◆ What to produce
Copy out, exactly as written, only the line containing "of the ribbon" and the lines after it through the end of the records.

# # # #

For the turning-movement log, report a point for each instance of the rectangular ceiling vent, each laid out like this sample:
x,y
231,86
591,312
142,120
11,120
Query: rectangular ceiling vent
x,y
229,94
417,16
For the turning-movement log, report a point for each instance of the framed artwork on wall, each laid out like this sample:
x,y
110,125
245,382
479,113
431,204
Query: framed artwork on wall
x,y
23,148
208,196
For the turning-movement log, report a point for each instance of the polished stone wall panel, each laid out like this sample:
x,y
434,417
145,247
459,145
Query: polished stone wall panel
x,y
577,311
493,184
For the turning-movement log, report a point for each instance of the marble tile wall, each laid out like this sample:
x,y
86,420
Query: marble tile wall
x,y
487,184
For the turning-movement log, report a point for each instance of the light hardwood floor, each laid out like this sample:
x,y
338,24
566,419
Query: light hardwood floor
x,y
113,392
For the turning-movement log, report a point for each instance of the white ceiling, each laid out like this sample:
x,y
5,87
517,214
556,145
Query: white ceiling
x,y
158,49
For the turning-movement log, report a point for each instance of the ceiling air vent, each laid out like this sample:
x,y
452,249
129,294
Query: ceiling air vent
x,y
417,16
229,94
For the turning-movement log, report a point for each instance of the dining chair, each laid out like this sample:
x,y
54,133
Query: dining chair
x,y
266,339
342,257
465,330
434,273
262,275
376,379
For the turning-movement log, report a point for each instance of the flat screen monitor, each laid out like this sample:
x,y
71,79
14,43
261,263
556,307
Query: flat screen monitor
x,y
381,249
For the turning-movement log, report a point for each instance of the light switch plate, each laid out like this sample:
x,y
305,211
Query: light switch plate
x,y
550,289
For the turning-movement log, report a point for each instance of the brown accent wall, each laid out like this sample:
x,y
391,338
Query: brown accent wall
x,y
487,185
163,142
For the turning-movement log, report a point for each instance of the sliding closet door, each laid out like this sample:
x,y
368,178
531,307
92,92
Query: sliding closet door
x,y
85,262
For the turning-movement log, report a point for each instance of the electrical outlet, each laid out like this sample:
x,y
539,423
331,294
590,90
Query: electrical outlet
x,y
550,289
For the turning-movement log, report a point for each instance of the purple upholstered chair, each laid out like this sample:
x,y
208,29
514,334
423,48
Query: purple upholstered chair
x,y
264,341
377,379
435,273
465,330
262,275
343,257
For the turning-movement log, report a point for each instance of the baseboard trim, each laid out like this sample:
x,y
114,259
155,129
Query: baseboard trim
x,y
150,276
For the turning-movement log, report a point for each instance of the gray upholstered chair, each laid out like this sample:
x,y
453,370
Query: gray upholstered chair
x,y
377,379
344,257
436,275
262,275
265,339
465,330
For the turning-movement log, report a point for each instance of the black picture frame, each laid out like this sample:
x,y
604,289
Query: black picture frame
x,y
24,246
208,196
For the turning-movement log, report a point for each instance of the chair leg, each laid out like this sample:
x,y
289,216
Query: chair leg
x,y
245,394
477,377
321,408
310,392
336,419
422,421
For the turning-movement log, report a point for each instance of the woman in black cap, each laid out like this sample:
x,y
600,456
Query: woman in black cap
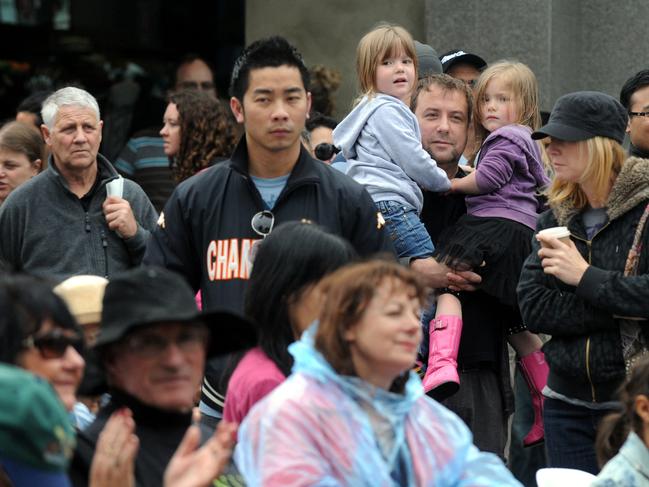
x,y
590,291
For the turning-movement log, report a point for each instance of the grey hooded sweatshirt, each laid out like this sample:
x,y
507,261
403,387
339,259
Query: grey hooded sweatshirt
x,y
381,141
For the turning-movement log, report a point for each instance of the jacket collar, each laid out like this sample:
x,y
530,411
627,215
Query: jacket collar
x,y
630,189
637,152
305,168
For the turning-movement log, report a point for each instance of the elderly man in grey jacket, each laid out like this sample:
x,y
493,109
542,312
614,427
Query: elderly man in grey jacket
x,y
78,216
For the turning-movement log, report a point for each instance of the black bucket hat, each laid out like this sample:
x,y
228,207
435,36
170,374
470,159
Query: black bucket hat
x,y
429,62
455,56
148,295
583,115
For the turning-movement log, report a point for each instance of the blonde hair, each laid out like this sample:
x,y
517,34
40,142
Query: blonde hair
x,y
379,43
521,80
605,159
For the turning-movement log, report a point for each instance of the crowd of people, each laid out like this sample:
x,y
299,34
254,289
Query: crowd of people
x,y
256,294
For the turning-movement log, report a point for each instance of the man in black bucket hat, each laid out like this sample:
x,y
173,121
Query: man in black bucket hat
x,y
153,344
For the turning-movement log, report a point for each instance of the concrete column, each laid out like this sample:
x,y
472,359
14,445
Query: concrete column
x,y
327,32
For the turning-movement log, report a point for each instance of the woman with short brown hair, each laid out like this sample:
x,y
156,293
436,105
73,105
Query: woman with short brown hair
x,y
352,412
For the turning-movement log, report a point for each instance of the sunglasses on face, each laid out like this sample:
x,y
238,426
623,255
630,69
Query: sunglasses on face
x,y
195,85
262,223
54,344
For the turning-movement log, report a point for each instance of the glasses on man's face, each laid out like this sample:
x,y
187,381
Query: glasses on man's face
x,y
54,344
148,344
262,223
195,85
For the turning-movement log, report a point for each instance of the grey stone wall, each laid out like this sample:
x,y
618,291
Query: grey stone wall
x,y
570,44
327,31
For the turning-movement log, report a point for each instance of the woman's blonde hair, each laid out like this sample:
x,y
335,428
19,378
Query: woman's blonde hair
x,y
521,80
605,159
378,44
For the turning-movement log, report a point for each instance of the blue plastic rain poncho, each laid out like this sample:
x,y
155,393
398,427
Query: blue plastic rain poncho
x,y
321,428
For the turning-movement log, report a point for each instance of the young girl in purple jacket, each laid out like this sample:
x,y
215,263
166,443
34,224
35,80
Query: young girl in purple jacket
x,y
495,235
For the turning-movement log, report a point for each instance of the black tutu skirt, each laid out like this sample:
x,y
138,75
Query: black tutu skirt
x,y
494,248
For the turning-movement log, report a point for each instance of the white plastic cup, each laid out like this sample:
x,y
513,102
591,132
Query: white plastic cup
x,y
562,233
115,187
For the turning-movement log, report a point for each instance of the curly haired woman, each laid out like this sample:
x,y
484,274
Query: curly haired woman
x,y
197,132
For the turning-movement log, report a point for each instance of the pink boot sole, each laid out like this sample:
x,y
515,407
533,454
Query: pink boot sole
x,y
535,371
441,379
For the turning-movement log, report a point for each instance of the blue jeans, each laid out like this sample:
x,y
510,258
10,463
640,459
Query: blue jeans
x,y
570,432
408,234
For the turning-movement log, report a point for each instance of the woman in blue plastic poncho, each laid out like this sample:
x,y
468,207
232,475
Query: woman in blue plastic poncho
x,y
352,412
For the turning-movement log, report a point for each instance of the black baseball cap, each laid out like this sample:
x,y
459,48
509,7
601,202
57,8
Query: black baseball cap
x,y
145,296
456,56
583,115
429,62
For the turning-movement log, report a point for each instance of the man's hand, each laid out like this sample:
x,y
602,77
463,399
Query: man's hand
x,y
562,260
438,275
463,280
194,467
117,446
119,216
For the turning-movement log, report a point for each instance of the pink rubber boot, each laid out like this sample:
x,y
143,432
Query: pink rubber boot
x,y
535,371
441,379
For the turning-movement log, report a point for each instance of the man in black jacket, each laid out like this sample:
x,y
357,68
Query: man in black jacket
x,y
153,344
442,106
634,96
211,221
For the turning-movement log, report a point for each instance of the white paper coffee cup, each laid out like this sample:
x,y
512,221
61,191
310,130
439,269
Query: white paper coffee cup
x,y
561,233
115,187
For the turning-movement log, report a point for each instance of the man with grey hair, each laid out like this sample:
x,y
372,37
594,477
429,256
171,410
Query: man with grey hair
x,y
78,216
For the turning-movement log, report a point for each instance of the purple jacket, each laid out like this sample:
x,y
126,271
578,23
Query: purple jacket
x,y
508,173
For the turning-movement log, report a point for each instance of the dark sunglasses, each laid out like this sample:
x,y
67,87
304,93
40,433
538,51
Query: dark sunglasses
x,y
54,344
262,223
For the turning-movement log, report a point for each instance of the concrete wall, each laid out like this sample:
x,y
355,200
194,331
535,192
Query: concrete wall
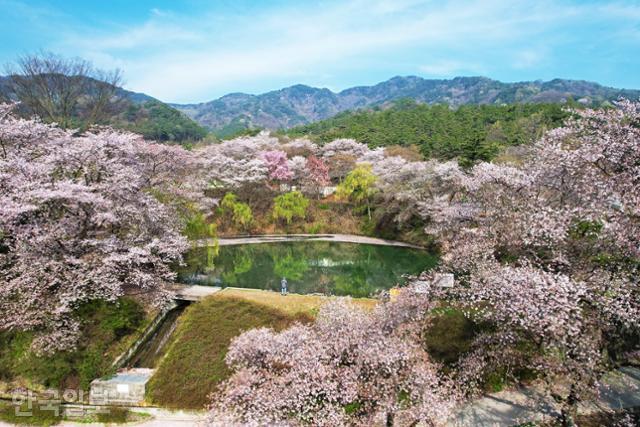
x,y
127,388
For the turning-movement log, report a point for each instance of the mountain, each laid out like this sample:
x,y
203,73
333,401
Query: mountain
x,y
302,104
137,112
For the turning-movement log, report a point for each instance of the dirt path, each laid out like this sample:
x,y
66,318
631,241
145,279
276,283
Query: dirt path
x,y
271,238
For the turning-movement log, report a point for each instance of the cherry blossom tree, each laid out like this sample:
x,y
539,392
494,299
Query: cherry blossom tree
x,y
276,162
316,175
350,367
78,222
548,248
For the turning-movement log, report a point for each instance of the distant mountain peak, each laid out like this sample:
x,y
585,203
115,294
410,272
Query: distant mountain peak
x,y
301,104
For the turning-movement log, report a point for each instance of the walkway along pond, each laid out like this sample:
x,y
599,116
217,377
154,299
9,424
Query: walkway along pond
x,y
328,264
332,265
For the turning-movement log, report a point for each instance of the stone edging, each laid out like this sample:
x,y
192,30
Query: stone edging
x,y
273,238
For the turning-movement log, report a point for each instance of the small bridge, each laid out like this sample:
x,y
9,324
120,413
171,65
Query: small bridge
x,y
193,292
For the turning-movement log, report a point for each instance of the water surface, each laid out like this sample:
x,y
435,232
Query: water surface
x,y
331,268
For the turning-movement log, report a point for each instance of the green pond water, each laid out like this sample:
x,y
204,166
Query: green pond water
x,y
331,268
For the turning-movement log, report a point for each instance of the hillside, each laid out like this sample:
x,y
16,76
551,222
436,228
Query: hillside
x,y
468,133
137,112
300,104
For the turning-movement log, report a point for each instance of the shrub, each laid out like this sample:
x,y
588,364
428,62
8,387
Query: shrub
x,y
240,213
289,206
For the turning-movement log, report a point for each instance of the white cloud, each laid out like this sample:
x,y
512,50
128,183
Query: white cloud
x,y
528,58
180,59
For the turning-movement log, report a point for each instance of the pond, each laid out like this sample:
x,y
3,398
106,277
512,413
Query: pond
x,y
330,268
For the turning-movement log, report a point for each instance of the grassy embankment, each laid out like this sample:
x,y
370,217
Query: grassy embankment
x,y
194,363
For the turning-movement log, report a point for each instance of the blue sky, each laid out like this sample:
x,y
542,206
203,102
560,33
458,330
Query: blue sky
x,y
196,50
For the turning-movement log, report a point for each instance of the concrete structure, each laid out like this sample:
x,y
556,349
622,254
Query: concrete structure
x,y
126,388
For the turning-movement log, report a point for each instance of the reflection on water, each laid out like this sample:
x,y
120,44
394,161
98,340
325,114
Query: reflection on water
x,y
309,267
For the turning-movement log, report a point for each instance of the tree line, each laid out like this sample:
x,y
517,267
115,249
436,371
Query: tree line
x,y
469,133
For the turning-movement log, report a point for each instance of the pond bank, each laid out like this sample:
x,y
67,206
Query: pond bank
x,y
271,238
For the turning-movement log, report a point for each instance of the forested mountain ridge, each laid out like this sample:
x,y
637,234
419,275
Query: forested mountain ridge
x,y
300,104
134,111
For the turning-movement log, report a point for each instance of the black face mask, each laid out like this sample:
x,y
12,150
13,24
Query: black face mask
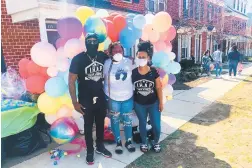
x,y
92,49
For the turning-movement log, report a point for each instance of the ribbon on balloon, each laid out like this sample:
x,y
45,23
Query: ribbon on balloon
x,y
77,141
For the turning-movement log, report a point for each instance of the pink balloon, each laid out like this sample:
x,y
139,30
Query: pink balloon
x,y
52,71
171,33
160,46
43,54
73,47
60,42
64,111
69,27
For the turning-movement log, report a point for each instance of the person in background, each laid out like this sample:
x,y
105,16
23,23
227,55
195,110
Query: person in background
x,y
234,58
147,96
119,90
217,57
87,68
206,61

# # # #

◆ Solution for this problem
For the turning-movement log, report a point for each instance of the ribbon on balloon, each laid out like this sample:
x,y
45,23
Query: ribbon on balloon
x,y
77,141
For the turning-movement log, report a point for each instance of the pink balloon, each laid out like this sample:
x,y
139,30
Query: pink balloon
x,y
52,71
171,33
160,46
43,54
73,47
60,42
64,111
69,27
For the turning-movement log, report a point for each instance of the person in background, each laid out like this sample:
x,y
105,16
23,23
227,55
195,110
Query: person in background
x,y
234,58
147,96
119,90
217,57
87,68
206,61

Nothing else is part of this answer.